* _RECORD EXTRACTS_
---
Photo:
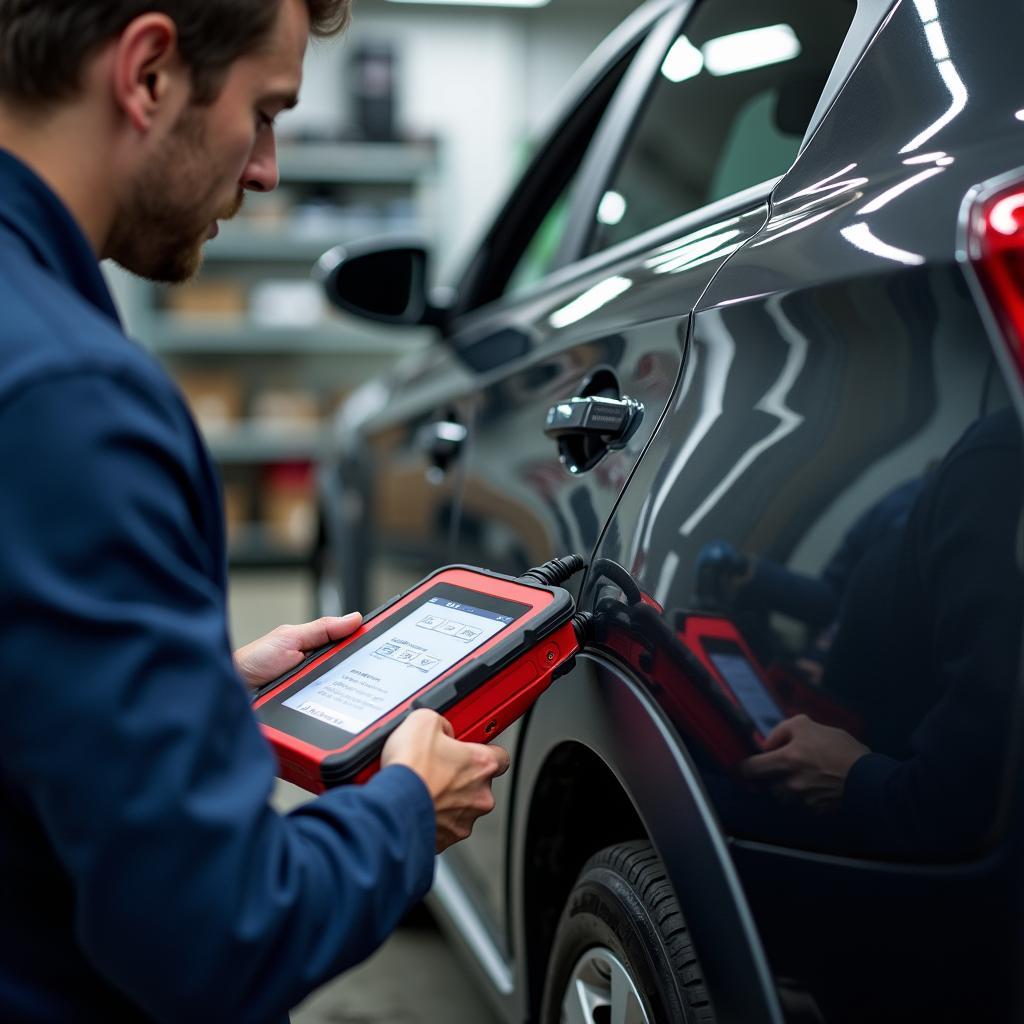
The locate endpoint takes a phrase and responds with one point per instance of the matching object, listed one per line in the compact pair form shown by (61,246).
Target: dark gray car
(784,241)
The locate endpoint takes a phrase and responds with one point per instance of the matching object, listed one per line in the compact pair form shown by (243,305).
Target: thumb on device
---
* _PROBLEM REQUIREMENTS_
Transcribe each entry above without alteration, but keep the pictures out.

* _WRITTEN REPLY_
Photo:
The locate endpoint takes a phrase and responds with one point per instance of the matching object, listed one per line in the compact pair form shown by (61,246).
Target: dark gray car
(784,241)
The locate endpoint takes a phrase and responds with one point per instance of the matching object, listed one per line in the compact pair form shown by (243,305).
Target: thumb on device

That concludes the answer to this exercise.